Requirement ▸ Can you transcribe, word for word, the portion of the article on the Mbudzi interchange corruption probe that begins with the words containing "The probe is" and ends with "and restart elsewhere."?

Document text ▸
Corruption scandal rocks US$88m Mbudzi interchange project: Transport Ministry bosses in trouble


SEVERAL directors at the Ministry of Transport have been quizzed by anti-graft investigators after whistle blowers leaked explosive details linking them to the pillage of a fund meant to compensate owners of companies and houses affected by the Mbudzi Interchange project in Harare, the Zimbabwe Independent can exclusively reveal.

More bosses from the ministry were expected to be grilled by Zimbabwe Anti-Corruption Commission (Zacc) officials in the coming weeks in a probe that could further expose serious governance deficiencies in government after looters forced Treasury to halt payments to contractors last year.

The probe is likely to net bigwigs in the Ministry of Local Government and Public Works along with bosses at two of Zimbabwe’s leading real estate agencies, which made valuations of the affected properties, sources disclosed.

The Independent could not establish the extent of the fraud, which sources claimed involved manipulating figures to inflate the value of properties, which would end with property owners and corrupt officials sharing hefty looted funds.

However, it was estimated last year that up to US$35 million would be paid out to about 130 affected companies and residential properties to help them to relocate and restart elsewhere.

Some officials claimed that of this figure, US$12 million could have been paid out to 52 affected individuals and businesses by the end of 2023.

The Independent could not establish if the figures were correct.

By last night, Transport and Infrastructural Development Minister, Felix Mhona had not responded to questions sent to his office on Tuesday.

The US$88 million interchange, which lies at the heart of southern Africa’s busiest transportation corridors, was a crucial part of President Emmerson Mnangagwa’s Emergency Road Rehabilitation Programme (ERRP), which was meant to give a complete makeover to crumbling roads and bridges countrywide.

Data supplied ▸
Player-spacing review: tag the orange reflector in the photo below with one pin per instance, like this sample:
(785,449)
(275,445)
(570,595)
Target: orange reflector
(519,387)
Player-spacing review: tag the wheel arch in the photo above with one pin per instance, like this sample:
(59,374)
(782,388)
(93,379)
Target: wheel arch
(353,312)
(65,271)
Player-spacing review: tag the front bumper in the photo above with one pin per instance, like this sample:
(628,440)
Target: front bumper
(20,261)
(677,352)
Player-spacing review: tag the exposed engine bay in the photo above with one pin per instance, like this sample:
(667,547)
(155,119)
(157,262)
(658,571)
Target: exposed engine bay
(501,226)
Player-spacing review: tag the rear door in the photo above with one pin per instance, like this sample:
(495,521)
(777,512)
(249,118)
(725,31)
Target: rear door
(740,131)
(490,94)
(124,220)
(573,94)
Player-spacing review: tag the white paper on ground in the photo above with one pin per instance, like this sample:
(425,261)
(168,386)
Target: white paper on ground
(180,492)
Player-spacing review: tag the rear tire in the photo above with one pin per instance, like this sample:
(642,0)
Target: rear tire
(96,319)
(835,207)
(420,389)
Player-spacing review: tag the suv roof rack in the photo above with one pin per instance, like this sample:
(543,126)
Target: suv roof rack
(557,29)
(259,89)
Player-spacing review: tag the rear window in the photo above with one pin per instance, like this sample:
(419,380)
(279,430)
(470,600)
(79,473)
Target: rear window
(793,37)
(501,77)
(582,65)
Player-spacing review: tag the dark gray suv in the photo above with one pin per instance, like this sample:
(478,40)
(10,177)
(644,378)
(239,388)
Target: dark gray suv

Written solution ▸
The probe is likely to net bigwigs in the Ministry of Local Government and Public Works along with bosses at two of Zimbabwe’s leading real estate agencies, which made valuations of the affected properties, sources disclosed.

The Independent could not establish the extent of the fraud, which sources claimed involved manipulating figures to inflate the value of properties, which would end with property owners and corrupt officials sharing hefty looted funds.

However, it was estimated last year that up to US$35 million would be paid out to about 130 affected companies and residential properties to help them to relocate and restart elsewhere.